**What to do:**
Scan the records for the word "instance". Copy each line that includes it.

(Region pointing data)
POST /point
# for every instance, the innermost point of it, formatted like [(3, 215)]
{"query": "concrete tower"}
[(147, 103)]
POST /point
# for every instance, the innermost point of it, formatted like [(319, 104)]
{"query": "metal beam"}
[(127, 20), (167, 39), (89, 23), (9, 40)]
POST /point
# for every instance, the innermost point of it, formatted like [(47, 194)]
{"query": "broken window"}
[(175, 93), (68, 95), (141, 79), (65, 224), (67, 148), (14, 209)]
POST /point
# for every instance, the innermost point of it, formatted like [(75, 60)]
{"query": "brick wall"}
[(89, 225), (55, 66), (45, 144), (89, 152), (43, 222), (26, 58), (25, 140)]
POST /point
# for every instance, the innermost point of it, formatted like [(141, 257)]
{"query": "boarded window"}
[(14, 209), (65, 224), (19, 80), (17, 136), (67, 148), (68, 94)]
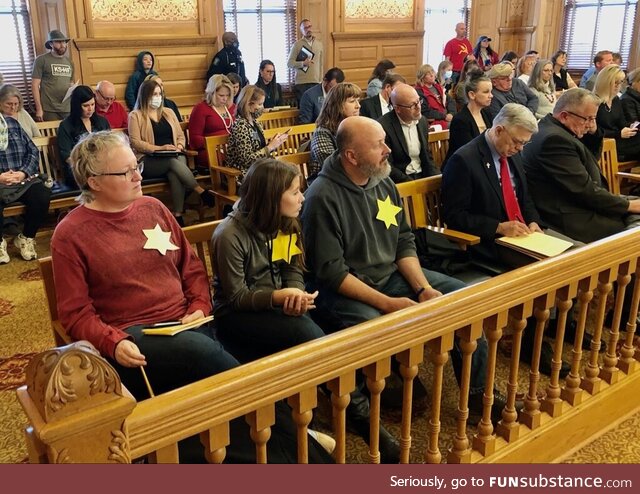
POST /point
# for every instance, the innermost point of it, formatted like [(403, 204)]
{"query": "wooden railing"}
[(96, 421)]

**Answer area:**
# for every instance, the innermost point of it, formatted like [(3, 215)]
# for every instance, the innermost point of it, formatted like [(319, 104)]
# for every instance, the innermost point of it, formatted like [(47, 194)]
# for every instance, the innermost point of it, formatted like [(75, 60)]
# for every instance, the innermost point of it, formatted like [(141, 257)]
# for every instance, the innermost point of it, formatted like [(403, 204)]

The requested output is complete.